* _Items_:
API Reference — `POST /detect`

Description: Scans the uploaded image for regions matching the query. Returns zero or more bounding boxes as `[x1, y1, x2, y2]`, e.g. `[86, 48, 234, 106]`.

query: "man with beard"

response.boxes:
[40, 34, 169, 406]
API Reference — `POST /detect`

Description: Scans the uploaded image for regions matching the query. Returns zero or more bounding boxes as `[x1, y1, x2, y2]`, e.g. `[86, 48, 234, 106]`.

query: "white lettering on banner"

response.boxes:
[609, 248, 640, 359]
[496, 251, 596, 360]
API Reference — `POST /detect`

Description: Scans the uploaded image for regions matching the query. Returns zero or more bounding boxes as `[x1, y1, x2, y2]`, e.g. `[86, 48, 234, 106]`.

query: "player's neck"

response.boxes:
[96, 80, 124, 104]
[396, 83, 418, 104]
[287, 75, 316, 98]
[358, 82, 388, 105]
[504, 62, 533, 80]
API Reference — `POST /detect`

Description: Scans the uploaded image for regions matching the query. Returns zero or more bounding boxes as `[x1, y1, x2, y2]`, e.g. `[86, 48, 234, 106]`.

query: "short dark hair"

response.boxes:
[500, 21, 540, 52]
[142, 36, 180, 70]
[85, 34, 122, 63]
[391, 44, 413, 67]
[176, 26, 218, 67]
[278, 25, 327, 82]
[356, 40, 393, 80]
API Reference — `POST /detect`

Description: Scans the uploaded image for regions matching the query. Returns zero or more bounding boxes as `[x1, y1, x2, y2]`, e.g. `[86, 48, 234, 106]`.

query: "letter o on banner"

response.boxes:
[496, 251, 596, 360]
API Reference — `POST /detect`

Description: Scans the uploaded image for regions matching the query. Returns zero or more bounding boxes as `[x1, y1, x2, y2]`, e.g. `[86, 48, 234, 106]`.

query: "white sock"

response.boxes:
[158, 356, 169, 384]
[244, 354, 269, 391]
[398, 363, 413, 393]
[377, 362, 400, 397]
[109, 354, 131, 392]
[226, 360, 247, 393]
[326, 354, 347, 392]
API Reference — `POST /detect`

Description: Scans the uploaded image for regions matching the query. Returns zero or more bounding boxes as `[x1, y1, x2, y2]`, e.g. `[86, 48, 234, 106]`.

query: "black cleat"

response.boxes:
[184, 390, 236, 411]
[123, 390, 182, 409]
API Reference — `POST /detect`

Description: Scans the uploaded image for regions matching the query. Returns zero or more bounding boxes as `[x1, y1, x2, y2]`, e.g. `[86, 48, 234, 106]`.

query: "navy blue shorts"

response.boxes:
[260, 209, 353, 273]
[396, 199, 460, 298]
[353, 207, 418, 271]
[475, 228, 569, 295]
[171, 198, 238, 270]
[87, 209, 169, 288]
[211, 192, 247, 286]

* _Task prompt_:
Rewrite the data from its start through the line containing "[40, 34, 169, 406]", moving every bounding-box coordinate in the response by adding 91 to each number. Leave all other text as it is, including the sample box in the description.

* _Written response_:
API Reference — `POST /detect`

Description: Scans the uploaded image for regions matching the query. Returns zero or more bounding boxes as `[x1, y1, x2, y2]`, e.g. `[86, 48, 234, 106]`.

query: "man with beard"

response.boxes:
[131, 125, 260, 497]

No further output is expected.